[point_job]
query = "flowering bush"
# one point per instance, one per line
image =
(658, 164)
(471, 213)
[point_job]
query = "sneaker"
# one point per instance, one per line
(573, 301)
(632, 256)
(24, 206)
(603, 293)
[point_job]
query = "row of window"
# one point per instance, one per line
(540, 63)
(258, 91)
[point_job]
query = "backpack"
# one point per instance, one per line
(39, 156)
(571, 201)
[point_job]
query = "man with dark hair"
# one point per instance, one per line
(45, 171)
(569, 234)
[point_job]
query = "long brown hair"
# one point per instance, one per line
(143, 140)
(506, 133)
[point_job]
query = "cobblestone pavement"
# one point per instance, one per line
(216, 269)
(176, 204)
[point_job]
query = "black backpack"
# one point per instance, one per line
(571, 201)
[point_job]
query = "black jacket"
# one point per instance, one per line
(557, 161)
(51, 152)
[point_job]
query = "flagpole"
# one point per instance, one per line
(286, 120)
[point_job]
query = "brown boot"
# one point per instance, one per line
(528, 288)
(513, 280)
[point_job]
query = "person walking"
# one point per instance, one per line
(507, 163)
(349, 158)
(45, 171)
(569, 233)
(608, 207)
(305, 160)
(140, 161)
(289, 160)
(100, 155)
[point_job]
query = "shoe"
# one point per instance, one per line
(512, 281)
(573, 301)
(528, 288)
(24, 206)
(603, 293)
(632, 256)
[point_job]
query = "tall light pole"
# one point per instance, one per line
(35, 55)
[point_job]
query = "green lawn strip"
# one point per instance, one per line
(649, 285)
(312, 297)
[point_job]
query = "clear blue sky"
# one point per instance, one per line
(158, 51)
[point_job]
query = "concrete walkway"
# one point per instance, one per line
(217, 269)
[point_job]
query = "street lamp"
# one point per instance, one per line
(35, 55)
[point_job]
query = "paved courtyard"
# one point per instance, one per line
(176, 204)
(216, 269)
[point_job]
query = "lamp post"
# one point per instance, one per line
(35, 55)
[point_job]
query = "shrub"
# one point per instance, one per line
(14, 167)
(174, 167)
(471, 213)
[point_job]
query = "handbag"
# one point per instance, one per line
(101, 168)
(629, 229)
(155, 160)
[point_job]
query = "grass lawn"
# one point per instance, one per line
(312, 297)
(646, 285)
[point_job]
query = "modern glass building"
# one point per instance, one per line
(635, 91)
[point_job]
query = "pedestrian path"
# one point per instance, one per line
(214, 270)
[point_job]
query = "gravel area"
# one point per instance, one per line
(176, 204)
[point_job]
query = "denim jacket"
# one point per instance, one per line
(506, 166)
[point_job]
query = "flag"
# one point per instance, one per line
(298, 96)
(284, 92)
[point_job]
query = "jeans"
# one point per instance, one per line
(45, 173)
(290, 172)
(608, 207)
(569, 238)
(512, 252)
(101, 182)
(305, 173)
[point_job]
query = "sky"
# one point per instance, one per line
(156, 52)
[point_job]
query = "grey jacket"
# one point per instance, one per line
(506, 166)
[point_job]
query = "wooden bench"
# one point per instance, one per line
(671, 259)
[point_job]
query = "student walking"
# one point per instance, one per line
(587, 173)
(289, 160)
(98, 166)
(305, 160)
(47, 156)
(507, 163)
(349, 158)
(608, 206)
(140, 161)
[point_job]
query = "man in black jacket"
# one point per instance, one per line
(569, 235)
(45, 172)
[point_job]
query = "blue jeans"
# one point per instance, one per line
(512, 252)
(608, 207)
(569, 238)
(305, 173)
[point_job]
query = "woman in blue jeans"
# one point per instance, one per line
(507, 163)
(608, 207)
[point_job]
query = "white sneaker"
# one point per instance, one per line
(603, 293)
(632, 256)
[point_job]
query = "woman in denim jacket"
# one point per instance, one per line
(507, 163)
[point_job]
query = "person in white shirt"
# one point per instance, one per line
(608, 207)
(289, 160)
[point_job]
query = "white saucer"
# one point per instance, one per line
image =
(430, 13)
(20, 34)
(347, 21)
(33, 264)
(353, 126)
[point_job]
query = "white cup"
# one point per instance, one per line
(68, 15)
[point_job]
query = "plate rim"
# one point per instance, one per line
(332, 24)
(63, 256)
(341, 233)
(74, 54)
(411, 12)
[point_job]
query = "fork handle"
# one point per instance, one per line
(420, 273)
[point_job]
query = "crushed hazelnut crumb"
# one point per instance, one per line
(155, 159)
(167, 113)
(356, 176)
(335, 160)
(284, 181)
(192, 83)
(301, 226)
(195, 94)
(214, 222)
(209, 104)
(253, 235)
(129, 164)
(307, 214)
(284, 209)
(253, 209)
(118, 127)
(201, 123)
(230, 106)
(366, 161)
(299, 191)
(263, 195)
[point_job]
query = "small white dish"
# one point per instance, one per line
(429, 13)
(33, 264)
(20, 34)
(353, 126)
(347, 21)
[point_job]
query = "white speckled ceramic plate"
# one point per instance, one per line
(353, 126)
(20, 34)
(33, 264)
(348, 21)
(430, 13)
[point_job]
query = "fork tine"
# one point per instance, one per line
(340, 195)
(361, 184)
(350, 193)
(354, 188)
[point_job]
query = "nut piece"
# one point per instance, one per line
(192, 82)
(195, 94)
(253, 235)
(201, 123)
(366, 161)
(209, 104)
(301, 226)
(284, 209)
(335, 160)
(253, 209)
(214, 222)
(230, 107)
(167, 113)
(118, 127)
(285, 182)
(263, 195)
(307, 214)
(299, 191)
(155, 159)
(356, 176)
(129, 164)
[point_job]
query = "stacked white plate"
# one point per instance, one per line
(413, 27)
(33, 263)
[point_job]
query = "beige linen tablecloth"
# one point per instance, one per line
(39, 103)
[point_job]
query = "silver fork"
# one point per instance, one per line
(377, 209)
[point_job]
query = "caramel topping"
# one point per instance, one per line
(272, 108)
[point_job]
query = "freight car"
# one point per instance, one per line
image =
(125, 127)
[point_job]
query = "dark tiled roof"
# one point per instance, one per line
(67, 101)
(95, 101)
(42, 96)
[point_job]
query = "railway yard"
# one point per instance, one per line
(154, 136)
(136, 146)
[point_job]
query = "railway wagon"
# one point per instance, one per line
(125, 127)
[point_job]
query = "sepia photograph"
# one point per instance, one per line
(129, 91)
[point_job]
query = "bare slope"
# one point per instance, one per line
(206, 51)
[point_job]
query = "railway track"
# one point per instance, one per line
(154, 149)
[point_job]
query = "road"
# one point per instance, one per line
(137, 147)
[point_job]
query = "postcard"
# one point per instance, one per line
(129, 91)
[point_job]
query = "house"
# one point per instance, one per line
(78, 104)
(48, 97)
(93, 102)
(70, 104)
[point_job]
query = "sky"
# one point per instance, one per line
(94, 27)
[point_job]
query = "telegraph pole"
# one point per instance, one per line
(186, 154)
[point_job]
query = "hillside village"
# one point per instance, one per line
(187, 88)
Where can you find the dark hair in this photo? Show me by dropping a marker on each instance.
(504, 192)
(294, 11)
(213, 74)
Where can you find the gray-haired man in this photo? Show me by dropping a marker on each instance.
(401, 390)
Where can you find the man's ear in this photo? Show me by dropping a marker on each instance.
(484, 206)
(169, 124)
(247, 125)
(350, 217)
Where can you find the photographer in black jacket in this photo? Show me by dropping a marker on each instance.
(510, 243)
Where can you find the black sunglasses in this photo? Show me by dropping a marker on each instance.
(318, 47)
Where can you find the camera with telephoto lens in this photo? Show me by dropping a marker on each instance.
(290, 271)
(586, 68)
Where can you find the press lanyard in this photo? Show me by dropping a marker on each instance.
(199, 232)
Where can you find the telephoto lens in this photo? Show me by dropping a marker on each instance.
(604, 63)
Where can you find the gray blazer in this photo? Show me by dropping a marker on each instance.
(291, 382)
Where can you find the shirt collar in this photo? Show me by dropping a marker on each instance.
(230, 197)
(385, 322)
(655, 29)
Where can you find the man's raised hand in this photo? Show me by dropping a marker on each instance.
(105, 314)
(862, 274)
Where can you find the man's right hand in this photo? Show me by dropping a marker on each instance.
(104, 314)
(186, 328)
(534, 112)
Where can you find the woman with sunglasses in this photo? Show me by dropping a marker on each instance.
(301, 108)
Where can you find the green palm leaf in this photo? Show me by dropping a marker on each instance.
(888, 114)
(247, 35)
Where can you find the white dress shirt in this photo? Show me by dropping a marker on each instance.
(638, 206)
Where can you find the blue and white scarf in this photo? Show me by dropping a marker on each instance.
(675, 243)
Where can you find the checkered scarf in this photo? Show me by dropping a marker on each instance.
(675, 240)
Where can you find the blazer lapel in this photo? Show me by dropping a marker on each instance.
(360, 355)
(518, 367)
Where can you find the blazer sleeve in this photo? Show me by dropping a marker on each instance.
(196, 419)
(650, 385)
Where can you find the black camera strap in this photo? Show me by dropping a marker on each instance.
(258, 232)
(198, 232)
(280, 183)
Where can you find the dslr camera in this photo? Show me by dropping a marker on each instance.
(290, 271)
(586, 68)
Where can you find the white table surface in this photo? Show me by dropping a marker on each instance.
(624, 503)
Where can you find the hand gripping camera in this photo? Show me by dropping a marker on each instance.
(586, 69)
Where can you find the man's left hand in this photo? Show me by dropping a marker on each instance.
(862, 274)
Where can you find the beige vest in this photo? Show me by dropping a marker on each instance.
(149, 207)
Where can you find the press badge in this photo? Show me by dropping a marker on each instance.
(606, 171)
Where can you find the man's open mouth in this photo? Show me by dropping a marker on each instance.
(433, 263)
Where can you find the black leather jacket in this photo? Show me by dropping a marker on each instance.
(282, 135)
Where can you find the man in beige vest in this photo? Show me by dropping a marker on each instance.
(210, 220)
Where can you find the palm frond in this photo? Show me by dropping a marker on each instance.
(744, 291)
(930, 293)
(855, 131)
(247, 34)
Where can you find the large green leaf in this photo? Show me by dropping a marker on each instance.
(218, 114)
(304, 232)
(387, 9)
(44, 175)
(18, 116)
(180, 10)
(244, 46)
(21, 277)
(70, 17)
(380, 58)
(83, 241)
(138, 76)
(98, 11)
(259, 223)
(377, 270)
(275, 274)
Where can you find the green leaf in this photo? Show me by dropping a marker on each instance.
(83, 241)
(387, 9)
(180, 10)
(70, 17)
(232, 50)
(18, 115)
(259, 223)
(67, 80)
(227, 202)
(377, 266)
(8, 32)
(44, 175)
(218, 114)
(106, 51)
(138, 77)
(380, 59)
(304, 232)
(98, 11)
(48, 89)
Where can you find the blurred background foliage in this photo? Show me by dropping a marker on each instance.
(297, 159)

• [Assignment]
Show each line of the material where the word "person" occurs.

• [Task response]
query = "person walking"
query = "person in white shirt"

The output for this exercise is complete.